Du fait des tractations politiques autour de sa composition, mais également
du mandat présidentiel, orientant et contraignant le travail de recherche de la
commission, celle-ci se retrouve dès le départ entachée du stigmate lié à un
usage politique de la science. S’opère alors un travail de légitimation de la part
de ses membres visant à démontrer leur neutralité politique et méthodologique.
La construction d’une neutralité scientifique
Les débats autour de la composition de la commission Duclert ont mis l’accent
sur l’intégration ou non de spécialistes du Rwanda en son sein. Ils ont alors soulevé
un certain nombre de questionnements autour de la nature de l’expertise,
du rapport entretenu entre le champ académique et celui du pouvoir, et des
conditions (sociales, professionnelles, institutionnelles) permettant d’acquérir
une autorité scientifique.
--
■ **Exercices**
a) D'après le texte sur la commission Duclert, sur quel point les débats autour de la composition de cette commission ont-ils mis l'accent ?
b) Reproduisez à l'identique, dans le texte sur la commission Duclert, le passage qui va de « Du fait des » jusqu'à « politique et méthodologique. ».

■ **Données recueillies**
--
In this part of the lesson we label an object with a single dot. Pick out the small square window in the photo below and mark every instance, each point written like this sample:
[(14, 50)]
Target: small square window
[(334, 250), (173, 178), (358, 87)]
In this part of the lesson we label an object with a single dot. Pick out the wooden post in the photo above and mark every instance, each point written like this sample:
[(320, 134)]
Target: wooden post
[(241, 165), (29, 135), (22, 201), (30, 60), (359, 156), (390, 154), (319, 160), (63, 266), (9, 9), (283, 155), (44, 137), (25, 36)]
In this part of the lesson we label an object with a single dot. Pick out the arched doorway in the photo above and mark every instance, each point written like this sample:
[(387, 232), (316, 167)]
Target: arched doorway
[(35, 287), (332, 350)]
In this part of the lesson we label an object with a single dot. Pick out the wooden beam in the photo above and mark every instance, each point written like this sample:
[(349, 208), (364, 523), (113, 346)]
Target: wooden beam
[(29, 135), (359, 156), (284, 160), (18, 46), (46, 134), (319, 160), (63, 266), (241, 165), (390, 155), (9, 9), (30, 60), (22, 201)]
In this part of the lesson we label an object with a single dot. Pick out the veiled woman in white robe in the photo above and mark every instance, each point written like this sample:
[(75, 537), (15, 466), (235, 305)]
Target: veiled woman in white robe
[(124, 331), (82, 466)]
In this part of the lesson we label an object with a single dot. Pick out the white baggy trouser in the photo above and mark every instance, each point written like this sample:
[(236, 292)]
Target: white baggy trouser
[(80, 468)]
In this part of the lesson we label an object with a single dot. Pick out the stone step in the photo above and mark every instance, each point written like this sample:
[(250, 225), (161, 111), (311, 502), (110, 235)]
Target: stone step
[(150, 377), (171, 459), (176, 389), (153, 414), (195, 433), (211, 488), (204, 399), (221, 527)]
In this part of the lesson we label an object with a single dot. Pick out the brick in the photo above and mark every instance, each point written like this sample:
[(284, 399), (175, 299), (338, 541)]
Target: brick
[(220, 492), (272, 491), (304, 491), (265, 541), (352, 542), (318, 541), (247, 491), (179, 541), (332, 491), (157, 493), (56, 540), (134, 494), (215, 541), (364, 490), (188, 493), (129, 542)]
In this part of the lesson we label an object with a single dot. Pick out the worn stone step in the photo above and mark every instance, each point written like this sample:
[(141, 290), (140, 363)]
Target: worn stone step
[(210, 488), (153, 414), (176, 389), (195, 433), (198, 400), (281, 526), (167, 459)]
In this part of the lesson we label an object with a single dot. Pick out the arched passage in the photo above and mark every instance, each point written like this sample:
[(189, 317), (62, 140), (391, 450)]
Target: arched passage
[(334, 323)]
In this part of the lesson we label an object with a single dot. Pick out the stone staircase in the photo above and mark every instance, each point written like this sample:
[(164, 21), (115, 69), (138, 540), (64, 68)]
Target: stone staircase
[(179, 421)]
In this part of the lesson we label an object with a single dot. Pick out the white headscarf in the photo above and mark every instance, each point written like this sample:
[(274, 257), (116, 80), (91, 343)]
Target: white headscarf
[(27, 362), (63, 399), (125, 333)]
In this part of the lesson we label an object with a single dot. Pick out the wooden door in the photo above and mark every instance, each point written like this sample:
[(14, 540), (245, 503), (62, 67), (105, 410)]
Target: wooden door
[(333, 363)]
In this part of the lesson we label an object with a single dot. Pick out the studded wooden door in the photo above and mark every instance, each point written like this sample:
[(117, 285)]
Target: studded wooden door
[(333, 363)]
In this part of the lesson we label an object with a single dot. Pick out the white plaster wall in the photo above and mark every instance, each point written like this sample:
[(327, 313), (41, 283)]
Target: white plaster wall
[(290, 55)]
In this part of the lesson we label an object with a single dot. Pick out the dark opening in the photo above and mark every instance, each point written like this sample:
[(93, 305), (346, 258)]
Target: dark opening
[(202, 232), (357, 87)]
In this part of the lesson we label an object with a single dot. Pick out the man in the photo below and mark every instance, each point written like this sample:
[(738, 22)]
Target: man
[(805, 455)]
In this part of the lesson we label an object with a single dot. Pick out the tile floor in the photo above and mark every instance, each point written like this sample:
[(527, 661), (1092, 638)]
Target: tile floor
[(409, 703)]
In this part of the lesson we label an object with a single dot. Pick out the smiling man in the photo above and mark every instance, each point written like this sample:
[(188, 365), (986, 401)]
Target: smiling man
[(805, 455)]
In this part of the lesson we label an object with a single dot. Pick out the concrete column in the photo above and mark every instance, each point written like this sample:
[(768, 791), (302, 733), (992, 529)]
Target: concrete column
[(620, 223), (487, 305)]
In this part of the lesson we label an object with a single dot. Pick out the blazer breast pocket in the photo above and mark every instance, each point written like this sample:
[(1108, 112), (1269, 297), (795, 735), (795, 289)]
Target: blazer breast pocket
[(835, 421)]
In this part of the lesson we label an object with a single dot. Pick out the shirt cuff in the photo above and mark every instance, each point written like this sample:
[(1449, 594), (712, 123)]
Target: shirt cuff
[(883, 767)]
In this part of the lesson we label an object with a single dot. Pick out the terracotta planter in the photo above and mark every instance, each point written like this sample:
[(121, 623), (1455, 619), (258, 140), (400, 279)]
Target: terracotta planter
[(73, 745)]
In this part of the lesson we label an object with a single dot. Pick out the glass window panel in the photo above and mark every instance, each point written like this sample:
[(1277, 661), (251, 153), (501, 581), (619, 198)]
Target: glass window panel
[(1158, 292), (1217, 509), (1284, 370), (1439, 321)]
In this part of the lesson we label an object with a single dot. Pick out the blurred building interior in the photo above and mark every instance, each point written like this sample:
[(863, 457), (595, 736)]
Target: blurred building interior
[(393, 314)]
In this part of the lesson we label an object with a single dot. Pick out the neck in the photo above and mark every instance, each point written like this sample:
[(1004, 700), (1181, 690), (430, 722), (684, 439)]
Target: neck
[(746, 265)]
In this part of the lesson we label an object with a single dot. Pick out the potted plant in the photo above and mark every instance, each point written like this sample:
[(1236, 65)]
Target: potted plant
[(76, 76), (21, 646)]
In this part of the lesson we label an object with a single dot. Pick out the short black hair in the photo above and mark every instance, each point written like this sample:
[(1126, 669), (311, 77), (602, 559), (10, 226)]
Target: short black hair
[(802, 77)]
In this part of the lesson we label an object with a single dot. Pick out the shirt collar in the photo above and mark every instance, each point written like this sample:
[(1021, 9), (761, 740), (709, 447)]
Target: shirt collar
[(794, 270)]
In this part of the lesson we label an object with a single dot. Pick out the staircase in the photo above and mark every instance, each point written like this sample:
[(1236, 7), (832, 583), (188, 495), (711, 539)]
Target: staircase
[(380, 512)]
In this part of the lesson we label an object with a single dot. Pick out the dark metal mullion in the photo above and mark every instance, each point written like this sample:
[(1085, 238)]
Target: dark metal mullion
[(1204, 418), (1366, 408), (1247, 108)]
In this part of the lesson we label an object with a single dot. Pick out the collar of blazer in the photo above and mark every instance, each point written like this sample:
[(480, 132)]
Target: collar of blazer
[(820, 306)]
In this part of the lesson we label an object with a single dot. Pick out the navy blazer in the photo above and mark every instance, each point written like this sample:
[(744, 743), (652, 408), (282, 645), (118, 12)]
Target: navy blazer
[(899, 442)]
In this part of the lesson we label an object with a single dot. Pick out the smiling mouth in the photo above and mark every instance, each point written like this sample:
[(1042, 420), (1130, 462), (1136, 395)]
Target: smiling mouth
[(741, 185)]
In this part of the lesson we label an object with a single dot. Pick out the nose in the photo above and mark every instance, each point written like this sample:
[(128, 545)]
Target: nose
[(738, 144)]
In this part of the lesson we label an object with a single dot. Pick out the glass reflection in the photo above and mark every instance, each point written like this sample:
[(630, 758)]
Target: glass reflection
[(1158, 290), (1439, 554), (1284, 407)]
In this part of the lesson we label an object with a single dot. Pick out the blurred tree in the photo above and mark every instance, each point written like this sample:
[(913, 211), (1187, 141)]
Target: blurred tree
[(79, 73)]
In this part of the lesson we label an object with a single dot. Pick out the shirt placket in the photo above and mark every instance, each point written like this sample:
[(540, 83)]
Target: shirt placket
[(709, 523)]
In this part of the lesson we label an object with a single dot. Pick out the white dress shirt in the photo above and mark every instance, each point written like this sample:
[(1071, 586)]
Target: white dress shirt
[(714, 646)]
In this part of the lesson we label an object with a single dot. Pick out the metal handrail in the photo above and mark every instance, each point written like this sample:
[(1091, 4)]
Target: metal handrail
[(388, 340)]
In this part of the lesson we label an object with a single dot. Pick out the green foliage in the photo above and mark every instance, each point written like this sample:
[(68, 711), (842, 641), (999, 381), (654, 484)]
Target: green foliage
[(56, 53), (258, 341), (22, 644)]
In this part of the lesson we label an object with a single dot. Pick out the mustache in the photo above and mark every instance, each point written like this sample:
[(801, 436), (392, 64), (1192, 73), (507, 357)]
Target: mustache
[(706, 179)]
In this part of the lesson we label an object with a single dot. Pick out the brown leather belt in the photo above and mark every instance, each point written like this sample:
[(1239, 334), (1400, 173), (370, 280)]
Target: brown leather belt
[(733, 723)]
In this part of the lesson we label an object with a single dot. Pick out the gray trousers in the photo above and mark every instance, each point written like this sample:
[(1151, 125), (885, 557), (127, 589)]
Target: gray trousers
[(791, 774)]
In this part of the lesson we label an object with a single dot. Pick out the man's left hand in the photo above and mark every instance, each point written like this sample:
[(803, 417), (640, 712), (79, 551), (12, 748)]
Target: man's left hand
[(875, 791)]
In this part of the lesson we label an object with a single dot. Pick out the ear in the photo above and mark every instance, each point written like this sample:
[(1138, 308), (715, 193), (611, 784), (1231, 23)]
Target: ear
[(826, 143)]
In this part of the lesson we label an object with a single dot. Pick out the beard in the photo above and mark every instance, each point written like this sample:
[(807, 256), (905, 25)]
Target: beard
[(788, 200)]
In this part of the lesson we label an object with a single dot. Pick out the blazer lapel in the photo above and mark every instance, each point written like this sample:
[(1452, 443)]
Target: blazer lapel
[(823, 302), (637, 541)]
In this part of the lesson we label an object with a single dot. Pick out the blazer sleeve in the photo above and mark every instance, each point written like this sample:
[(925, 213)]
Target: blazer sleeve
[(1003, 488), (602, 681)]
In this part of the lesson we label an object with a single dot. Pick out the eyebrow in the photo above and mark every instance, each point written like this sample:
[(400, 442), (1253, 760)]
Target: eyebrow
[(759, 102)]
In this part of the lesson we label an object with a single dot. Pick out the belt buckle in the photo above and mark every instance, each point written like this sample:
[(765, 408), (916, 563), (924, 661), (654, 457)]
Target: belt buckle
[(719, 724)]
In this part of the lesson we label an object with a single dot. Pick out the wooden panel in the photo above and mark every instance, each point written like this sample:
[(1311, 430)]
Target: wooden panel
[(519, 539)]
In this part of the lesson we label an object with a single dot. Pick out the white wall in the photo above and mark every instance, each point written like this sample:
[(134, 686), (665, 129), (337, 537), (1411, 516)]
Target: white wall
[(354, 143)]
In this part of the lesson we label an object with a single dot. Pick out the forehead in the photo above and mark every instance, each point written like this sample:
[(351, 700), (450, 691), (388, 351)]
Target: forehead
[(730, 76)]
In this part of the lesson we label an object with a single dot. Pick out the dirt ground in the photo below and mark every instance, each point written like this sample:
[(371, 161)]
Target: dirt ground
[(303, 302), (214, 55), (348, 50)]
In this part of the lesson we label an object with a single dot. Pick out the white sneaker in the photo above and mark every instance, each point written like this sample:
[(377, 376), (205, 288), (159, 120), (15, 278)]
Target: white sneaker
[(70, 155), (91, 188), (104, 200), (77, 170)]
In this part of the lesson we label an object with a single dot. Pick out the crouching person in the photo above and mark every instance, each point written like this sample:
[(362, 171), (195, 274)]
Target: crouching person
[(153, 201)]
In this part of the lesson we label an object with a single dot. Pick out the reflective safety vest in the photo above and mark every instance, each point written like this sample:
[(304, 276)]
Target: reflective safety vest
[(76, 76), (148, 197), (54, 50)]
--
■ **Corrigés**
a) Sur l'intégration ou non de spécialistes du Rwanda en son sein.

b)
Du fait des tractations politiques autour de sa composition, mais également
du mandat présidentiel, orientant et contraignant le travail de recherche de la
commission, celle-ci se retrouve dès le départ entachée du stigmate lié à un
usage politique de la science. S’opère alors un travail de légitimation de la part
de ses membres visant à démontrer leur neutralité politique et méthodologique.